───── Material to process ─────
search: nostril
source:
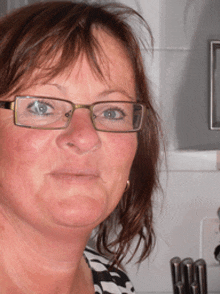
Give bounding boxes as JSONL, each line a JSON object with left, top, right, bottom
{"left": 66, "top": 142, "right": 74, "bottom": 147}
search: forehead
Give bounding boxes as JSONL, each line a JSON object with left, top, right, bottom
{"left": 8, "top": 28, "right": 135, "bottom": 101}
{"left": 23, "top": 29, "right": 135, "bottom": 96}
{"left": 72, "top": 29, "right": 135, "bottom": 91}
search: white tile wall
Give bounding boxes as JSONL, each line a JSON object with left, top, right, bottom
{"left": 126, "top": 171, "right": 220, "bottom": 293}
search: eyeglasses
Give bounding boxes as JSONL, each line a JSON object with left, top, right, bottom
{"left": 0, "top": 96, "right": 146, "bottom": 132}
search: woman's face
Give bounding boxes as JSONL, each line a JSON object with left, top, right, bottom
{"left": 0, "top": 30, "right": 137, "bottom": 234}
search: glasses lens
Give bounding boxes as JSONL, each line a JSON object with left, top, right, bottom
{"left": 15, "top": 96, "right": 73, "bottom": 129}
{"left": 92, "top": 102, "right": 144, "bottom": 132}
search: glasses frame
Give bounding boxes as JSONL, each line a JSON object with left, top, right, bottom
{"left": 0, "top": 96, "right": 147, "bottom": 133}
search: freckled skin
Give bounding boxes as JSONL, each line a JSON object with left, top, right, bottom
{"left": 0, "top": 28, "right": 138, "bottom": 294}
{"left": 0, "top": 29, "right": 137, "bottom": 233}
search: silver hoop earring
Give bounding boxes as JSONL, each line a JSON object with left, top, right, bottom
{"left": 124, "top": 180, "right": 130, "bottom": 192}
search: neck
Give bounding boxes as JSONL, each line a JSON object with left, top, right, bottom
{"left": 0, "top": 212, "right": 94, "bottom": 294}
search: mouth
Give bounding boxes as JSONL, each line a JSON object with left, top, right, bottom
{"left": 49, "top": 169, "right": 100, "bottom": 182}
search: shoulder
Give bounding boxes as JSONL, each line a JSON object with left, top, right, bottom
{"left": 84, "top": 246, "right": 136, "bottom": 294}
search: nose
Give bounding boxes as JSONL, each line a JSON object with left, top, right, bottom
{"left": 56, "top": 109, "right": 101, "bottom": 154}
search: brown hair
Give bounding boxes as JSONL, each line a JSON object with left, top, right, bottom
{"left": 0, "top": 1, "right": 161, "bottom": 267}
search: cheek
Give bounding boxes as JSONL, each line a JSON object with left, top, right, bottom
{"left": 102, "top": 133, "right": 137, "bottom": 180}
{"left": 0, "top": 127, "right": 53, "bottom": 164}
{"left": 0, "top": 127, "right": 55, "bottom": 208}
{"left": 98, "top": 134, "right": 137, "bottom": 216}
{"left": 110, "top": 134, "right": 137, "bottom": 164}
{"left": 0, "top": 127, "right": 56, "bottom": 197}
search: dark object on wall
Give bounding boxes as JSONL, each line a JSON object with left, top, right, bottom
{"left": 175, "top": 1, "right": 220, "bottom": 150}
{"left": 210, "top": 40, "right": 220, "bottom": 130}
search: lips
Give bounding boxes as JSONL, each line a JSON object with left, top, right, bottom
{"left": 49, "top": 168, "right": 99, "bottom": 182}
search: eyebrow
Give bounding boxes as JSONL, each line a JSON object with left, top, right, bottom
{"left": 97, "top": 89, "right": 135, "bottom": 101}
{"left": 47, "top": 83, "right": 136, "bottom": 101}
{"left": 47, "top": 83, "right": 66, "bottom": 94}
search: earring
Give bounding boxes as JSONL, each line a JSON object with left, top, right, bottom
{"left": 124, "top": 180, "right": 130, "bottom": 192}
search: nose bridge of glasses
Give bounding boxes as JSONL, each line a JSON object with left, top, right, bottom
{"left": 66, "top": 104, "right": 94, "bottom": 127}
{"left": 65, "top": 104, "right": 92, "bottom": 117}
{"left": 71, "top": 104, "right": 93, "bottom": 119}
{"left": 74, "top": 104, "right": 91, "bottom": 111}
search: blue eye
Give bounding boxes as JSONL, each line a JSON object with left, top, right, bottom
{"left": 102, "top": 108, "right": 125, "bottom": 120}
{"left": 27, "top": 100, "right": 54, "bottom": 116}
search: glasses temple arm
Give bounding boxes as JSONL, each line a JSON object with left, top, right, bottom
{"left": 0, "top": 101, "right": 14, "bottom": 110}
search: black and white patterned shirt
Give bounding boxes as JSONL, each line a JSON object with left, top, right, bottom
{"left": 84, "top": 247, "right": 136, "bottom": 294}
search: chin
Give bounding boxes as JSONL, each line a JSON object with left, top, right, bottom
{"left": 44, "top": 193, "right": 108, "bottom": 229}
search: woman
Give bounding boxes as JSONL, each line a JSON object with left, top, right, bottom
{"left": 0, "top": 1, "right": 161, "bottom": 293}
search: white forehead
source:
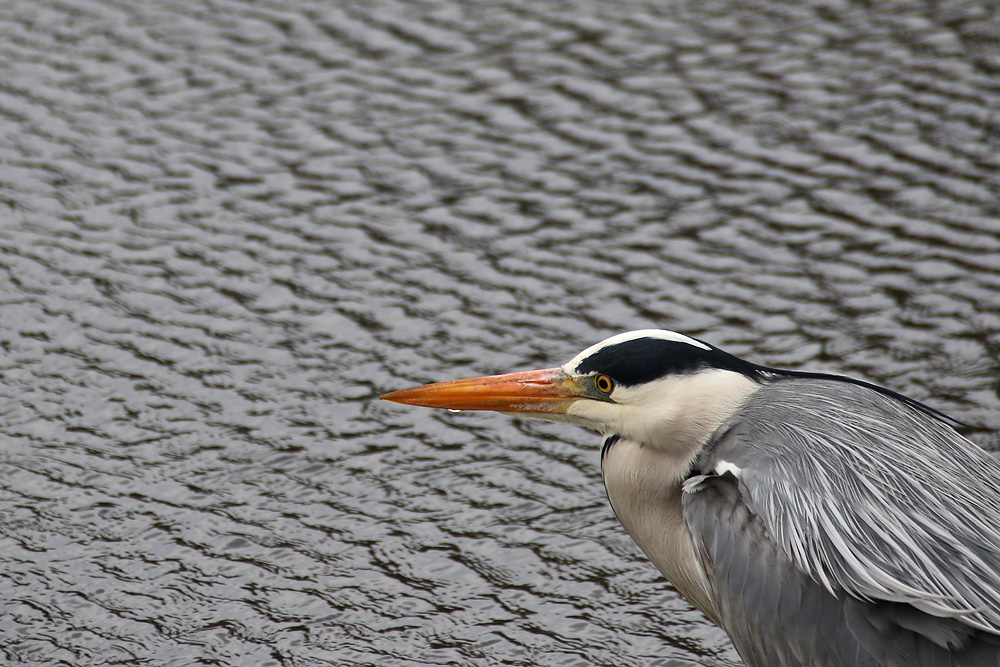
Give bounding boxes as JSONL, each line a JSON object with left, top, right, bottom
{"left": 563, "top": 329, "right": 710, "bottom": 373}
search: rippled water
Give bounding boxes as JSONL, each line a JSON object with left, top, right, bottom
{"left": 0, "top": 0, "right": 998, "bottom": 665}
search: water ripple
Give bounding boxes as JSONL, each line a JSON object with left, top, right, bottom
{"left": 0, "top": 0, "right": 997, "bottom": 664}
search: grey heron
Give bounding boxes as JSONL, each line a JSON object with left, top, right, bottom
{"left": 380, "top": 329, "right": 1000, "bottom": 666}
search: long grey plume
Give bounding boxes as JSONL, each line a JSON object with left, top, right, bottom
{"left": 700, "top": 379, "right": 1000, "bottom": 635}
{"left": 752, "top": 365, "right": 969, "bottom": 429}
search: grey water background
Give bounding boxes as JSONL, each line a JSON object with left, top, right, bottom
{"left": 1, "top": 0, "right": 999, "bottom": 665}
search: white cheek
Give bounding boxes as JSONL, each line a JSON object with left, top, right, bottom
{"left": 605, "top": 371, "right": 761, "bottom": 452}
{"left": 565, "top": 399, "right": 622, "bottom": 433}
{"left": 563, "top": 392, "right": 671, "bottom": 442}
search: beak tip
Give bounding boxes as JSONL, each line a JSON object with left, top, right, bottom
{"left": 379, "top": 390, "right": 406, "bottom": 404}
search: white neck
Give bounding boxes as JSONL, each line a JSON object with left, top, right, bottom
{"left": 503, "top": 362, "right": 762, "bottom": 618}
{"left": 603, "top": 440, "right": 721, "bottom": 620}
{"left": 584, "top": 369, "right": 761, "bottom": 621}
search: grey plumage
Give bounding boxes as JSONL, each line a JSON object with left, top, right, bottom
{"left": 381, "top": 329, "right": 1000, "bottom": 666}
{"left": 684, "top": 378, "right": 1000, "bottom": 666}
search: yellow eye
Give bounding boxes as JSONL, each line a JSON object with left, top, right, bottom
{"left": 595, "top": 374, "right": 614, "bottom": 394}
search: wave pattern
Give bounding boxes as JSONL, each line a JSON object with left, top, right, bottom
{"left": 0, "top": 0, "right": 997, "bottom": 664}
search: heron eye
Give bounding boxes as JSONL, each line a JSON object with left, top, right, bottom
{"left": 595, "top": 374, "right": 615, "bottom": 394}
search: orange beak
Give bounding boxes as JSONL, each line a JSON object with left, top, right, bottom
{"left": 380, "top": 368, "right": 581, "bottom": 414}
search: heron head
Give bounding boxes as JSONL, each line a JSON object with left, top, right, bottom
{"left": 381, "top": 330, "right": 764, "bottom": 446}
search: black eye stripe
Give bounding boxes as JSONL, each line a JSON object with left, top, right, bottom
{"left": 601, "top": 434, "right": 621, "bottom": 462}
{"left": 575, "top": 337, "right": 763, "bottom": 387}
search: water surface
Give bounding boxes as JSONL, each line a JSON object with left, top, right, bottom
{"left": 0, "top": 0, "right": 999, "bottom": 665}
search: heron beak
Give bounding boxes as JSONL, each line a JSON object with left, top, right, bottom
{"left": 380, "top": 368, "right": 581, "bottom": 414}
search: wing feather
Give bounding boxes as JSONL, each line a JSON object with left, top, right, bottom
{"left": 684, "top": 472, "right": 1000, "bottom": 666}
{"left": 682, "top": 378, "right": 1000, "bottom": 665}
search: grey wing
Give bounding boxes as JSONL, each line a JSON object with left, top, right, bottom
{"left": 683, "top": 472, "right": 1000, "bottom": 667}
{"left": 681, "top": 379, "right": 1000, "bottom": 666}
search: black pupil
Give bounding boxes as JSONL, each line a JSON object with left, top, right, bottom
{"left": 598, "top": 376, "right": 612, "bottom": 392}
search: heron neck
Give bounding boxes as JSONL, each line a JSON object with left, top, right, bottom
{"left": 616, "top": 369, "right": 762, "bottom": 462}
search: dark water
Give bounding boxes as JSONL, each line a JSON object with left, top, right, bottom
{"left": 0, "top": 0, "right": 998, "bottom": 665}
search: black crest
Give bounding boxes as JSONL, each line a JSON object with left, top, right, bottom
{"left": 574, "top": 337, "right": 765, "bottom": 387}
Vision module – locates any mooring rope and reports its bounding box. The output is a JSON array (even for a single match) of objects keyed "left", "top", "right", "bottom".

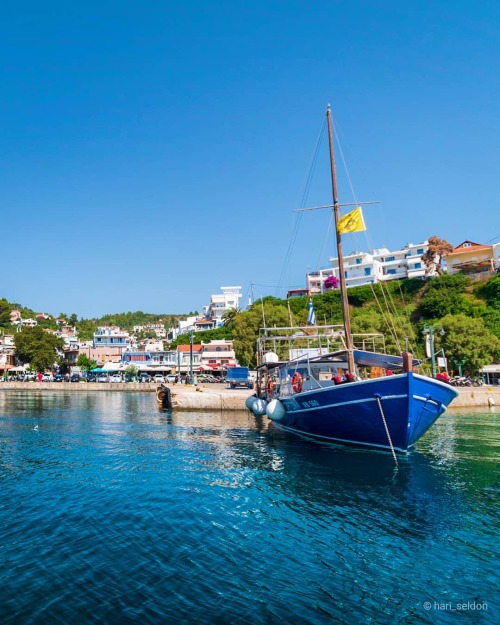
[{"left": 375, "top": 395, "right": 398, "bottom": 467}]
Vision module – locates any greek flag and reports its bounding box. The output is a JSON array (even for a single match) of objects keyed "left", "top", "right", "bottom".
[{"left": 307, "top": 298, "right": 316, "bottom": 325}]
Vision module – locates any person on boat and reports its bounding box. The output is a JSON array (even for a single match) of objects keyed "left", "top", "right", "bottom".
[{"left": 331, "top": 374, "right": 342, "bottom": 384}]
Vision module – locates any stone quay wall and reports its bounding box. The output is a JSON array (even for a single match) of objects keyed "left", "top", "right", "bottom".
[{"left": 1, "top": 382, "right": 498, "bottom": 410}]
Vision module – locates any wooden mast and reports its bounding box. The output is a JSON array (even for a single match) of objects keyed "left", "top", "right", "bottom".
[{"left": 326, "top": 104, "right": 355, "bottom": 374}]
─────
Your instructions: Above are the lines; repeat exactly the ones from the line containing "search: eyeglasses" down to the line containing "search: glasses lens", both inclusive.

Answer:
search: eyeglasses
Give bounding boxes as JSONL, each line a JSON object with left, top, right, bottom
{"left": 0, "top": 96, "right": 146, "bottom": 132}
search: woman's face
Give bounding boxes as JSONL, each line a JSON object with left, top, right, bottom
{"left": 0, "top": 30, "right": 137, "bottom": 234}
search: glasses lens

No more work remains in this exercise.